** Start SOURCE RECORDS **

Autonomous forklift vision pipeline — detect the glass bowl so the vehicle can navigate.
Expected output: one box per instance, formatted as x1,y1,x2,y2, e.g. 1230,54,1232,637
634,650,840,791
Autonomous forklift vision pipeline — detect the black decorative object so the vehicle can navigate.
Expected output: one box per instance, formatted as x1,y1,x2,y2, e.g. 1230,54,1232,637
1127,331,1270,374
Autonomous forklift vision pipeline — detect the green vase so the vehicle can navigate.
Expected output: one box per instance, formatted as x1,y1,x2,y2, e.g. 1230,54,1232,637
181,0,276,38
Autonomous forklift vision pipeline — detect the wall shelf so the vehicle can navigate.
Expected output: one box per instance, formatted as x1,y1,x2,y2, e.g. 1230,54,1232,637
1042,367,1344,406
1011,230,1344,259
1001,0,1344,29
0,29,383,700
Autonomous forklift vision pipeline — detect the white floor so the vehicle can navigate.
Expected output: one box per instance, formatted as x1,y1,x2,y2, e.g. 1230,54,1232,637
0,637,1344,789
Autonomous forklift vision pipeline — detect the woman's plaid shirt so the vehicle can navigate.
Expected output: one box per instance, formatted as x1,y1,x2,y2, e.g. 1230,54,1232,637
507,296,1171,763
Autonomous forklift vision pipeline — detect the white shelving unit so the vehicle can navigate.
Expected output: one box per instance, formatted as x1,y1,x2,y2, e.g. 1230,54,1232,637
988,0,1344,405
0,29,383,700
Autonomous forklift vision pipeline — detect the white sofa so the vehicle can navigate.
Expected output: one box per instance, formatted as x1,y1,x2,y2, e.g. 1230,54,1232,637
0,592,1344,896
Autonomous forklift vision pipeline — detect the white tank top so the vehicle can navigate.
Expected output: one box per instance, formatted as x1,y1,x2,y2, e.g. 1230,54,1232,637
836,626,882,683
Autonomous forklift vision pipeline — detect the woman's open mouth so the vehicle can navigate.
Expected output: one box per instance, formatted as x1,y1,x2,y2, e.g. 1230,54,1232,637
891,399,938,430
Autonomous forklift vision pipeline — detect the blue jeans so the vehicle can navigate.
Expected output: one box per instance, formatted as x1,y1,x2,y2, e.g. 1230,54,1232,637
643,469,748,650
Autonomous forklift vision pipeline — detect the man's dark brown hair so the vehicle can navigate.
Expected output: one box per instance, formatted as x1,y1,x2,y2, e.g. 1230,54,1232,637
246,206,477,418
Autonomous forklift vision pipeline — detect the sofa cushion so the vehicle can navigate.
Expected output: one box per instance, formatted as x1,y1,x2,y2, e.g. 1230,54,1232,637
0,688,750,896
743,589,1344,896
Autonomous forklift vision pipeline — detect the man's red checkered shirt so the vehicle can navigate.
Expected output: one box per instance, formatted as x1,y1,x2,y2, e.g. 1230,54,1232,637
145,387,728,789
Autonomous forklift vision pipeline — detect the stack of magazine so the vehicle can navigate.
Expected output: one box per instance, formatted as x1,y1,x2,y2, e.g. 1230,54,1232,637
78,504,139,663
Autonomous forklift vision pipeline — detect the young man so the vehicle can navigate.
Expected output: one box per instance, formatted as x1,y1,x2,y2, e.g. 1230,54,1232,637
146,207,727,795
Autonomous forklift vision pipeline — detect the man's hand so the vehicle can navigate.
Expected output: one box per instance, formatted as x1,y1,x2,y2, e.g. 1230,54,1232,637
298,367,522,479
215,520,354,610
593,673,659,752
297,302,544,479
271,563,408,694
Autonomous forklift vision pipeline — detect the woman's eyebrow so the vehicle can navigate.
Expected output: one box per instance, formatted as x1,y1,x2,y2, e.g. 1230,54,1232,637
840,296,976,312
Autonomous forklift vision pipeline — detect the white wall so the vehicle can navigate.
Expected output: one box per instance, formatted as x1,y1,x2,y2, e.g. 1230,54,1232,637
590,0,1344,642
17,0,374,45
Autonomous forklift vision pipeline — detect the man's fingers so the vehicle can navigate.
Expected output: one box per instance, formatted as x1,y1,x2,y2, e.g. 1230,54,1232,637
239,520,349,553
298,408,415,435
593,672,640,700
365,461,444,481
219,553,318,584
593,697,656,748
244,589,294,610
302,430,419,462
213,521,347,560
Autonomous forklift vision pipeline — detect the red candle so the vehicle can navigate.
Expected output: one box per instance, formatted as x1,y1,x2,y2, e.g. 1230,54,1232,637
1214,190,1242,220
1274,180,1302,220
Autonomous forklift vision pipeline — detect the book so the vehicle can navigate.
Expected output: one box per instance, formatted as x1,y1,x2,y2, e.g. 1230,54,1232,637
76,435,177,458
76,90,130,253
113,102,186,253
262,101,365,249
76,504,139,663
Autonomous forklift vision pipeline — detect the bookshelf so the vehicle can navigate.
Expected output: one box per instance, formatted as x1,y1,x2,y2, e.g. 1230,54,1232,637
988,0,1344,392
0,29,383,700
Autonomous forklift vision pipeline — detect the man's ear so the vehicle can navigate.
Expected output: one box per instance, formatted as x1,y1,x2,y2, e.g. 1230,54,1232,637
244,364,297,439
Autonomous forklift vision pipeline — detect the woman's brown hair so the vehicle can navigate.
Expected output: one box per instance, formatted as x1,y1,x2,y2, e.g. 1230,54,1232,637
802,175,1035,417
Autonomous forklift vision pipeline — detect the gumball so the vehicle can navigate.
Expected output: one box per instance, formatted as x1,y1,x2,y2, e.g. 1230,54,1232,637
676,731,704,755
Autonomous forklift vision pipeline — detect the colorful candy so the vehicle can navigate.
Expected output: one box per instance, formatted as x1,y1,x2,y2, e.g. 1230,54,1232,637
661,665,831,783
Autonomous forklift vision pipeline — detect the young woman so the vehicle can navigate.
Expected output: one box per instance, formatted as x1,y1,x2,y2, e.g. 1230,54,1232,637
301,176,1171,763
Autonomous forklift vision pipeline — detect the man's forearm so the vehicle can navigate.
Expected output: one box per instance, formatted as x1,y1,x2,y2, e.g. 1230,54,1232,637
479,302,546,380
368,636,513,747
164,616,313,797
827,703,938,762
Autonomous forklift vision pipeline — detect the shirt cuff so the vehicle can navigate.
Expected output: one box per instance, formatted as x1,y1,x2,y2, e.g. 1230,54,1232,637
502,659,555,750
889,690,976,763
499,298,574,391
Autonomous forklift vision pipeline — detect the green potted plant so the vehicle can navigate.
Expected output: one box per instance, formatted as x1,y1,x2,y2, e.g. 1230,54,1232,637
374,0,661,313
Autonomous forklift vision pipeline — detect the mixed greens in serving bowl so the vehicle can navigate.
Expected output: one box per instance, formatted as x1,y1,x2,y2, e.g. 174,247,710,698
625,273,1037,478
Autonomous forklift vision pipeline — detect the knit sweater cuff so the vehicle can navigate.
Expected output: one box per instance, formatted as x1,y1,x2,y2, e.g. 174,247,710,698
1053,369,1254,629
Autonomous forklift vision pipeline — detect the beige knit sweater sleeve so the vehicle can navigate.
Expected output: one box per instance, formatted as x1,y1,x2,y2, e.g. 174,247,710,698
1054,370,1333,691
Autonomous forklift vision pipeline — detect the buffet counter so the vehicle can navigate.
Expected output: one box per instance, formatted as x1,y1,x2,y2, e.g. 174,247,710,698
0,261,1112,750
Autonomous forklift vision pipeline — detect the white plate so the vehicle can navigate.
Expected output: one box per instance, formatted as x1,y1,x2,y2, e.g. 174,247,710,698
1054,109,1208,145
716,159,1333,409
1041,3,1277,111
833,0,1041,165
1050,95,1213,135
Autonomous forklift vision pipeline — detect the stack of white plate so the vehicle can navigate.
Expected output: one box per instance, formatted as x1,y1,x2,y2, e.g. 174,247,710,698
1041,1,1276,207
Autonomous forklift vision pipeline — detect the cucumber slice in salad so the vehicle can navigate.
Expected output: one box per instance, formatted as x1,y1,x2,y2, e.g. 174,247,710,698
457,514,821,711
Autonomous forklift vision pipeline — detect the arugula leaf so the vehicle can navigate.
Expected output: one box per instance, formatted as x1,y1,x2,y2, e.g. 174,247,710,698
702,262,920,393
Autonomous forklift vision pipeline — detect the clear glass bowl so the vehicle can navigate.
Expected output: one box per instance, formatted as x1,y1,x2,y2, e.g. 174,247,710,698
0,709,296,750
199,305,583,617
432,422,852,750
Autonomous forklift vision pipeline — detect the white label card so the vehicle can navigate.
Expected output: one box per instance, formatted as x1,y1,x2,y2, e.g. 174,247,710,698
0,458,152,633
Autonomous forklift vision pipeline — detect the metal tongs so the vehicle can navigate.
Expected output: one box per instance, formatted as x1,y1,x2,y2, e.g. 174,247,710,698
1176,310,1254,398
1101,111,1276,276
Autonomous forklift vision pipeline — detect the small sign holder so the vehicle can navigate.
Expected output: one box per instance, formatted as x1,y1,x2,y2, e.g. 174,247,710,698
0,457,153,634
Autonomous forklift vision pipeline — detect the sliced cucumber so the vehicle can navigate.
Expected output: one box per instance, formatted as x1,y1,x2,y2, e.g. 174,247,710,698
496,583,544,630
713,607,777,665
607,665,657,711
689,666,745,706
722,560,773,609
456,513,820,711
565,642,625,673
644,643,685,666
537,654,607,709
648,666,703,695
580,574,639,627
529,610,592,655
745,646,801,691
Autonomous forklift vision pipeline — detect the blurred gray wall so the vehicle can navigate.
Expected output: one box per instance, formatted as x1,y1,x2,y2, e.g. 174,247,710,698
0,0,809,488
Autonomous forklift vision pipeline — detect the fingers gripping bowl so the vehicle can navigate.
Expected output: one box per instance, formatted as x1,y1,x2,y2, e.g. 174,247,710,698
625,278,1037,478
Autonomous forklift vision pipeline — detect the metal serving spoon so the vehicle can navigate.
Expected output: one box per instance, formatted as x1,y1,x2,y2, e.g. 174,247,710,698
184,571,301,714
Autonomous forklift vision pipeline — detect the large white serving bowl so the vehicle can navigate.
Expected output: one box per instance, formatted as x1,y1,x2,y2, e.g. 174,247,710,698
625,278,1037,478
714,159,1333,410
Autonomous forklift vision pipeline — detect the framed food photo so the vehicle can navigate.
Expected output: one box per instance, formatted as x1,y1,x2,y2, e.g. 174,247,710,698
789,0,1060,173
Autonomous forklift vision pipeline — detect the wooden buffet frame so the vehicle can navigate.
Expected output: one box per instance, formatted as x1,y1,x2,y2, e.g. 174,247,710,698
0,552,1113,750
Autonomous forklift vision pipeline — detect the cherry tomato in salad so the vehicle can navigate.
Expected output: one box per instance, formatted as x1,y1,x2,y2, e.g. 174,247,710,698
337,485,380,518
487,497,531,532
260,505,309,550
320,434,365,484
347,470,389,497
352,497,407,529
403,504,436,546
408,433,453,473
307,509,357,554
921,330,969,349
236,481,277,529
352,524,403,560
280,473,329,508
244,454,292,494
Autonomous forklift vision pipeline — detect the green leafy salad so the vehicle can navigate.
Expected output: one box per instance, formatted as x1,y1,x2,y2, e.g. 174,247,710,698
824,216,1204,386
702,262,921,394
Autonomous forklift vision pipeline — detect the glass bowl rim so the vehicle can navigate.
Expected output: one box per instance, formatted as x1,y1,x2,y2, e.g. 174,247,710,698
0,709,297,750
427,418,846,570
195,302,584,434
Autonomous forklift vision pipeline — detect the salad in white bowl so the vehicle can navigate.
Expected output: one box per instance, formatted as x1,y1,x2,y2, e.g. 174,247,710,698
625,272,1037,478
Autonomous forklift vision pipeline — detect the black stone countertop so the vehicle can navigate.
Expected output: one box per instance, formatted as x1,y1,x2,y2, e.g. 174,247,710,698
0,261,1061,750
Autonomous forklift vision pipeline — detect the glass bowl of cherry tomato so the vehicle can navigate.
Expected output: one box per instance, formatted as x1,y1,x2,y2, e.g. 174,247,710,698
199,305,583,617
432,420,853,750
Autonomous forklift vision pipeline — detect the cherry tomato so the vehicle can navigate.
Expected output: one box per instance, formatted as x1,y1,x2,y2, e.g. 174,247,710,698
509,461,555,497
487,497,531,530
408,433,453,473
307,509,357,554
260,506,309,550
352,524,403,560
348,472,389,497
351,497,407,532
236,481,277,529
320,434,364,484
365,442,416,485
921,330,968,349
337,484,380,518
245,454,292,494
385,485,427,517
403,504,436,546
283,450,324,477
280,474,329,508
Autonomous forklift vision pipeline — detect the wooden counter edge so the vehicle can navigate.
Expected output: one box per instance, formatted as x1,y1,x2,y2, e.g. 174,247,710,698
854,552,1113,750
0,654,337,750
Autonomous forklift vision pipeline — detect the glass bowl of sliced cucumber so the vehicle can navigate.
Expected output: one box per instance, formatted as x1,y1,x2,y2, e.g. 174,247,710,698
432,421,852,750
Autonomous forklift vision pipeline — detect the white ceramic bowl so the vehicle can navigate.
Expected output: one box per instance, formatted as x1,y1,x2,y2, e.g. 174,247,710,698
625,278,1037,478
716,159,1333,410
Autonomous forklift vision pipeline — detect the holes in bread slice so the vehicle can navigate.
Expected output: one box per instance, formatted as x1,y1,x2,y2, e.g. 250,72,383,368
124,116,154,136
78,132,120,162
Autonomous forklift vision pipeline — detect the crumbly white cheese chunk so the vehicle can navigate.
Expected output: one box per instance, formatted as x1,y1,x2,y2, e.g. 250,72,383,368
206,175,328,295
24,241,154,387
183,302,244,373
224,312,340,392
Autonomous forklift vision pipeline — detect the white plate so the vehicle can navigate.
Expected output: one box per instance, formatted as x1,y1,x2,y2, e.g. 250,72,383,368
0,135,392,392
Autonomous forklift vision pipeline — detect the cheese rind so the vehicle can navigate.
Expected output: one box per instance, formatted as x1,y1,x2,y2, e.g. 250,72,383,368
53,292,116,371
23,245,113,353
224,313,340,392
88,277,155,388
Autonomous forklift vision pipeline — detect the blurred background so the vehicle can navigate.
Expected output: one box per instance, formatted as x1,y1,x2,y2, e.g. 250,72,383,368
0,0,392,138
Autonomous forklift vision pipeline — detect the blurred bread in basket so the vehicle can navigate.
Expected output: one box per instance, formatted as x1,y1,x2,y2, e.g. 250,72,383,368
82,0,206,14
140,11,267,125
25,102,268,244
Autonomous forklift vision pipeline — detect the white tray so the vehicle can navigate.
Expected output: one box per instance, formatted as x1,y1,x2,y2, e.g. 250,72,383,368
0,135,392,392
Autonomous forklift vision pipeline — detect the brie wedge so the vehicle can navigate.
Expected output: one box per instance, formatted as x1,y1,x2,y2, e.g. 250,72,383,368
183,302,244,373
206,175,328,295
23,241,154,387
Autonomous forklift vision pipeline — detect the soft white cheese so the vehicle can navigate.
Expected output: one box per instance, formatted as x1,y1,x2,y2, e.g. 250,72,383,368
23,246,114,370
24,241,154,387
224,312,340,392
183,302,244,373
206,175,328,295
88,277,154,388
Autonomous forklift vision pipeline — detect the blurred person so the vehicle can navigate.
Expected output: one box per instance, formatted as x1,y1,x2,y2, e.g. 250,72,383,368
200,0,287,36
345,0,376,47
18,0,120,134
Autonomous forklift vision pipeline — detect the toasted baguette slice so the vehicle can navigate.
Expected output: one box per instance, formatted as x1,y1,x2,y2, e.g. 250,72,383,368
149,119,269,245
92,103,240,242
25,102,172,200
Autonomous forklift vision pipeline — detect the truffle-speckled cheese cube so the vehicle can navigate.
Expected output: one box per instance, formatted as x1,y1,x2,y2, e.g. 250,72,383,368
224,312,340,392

** End SOURCE RECORDS **

### [SHORT PROBLEM]
Reproduce the listing above verbatim, from its first line through the line containing "634,650,840,791", including both ends.

### [ANSWER TO THE TASK]
Autonomous forklift vision pipeline — detect the glass bowl so the vehicle can navigate.
Expected output: one box per instance, formatted as x1,y1,x2,y2, e.g. 1230,54,1232,637
634,650,840,791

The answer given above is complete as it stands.